* _Exercise description_
In the court case page below, under which section of which act did the High Court uphold the tenant's eviction?

Ashokkumar Dhanrajji Kothari v. Harshad Kevalchand Vora & Ors.

High Court of Bombay · 06 Oct 2022
Milind N. Jadhav
Civil Revision Application No. 209 of 2022
civil appeal_dismissed Significant

AI Summary

The High Court dismissed the tenant's revision application upholding eviction for unauthorized permanent structural alterations under Section 16(1)(b) of the Maharashtra Rent Control Act, 1999.

Full Text
Translation output
CRA.209.22
IN THE HIGH COURT OF JUDICATURE AT BOMBAY
CIVIL APPELLATE JURISDICTION
CIVIL REVISION APPLICATION NO. 209 OF 2022
Ashokkumar Dhanrajji Kothari
Adult Indian inhabitant, age : 64 years, Residing at Flat No.9, 5th Floor, 35/37
Laxmi Building, JSS Road, Kennedy Bridge, Opera House, Mumbai - 400 004. .. Applicant.
(Appellant / Ori. Respondent)

* _Supplied information_
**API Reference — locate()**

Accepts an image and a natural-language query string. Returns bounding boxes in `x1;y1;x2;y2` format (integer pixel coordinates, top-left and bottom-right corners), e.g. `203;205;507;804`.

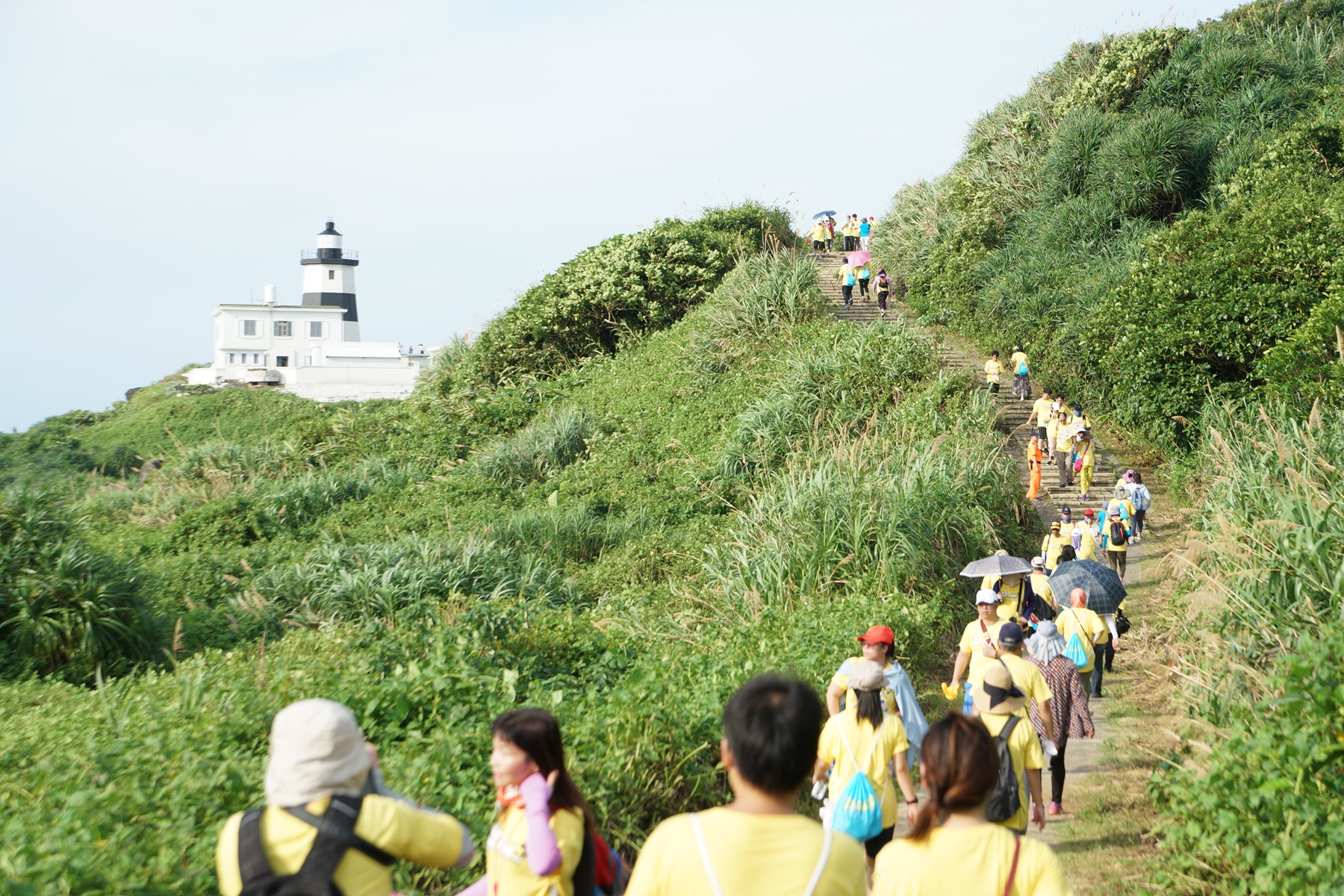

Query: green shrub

* _Result of this exercise_
Section 16(1)(b) of the Maharashtra Rent Control Act, 1999.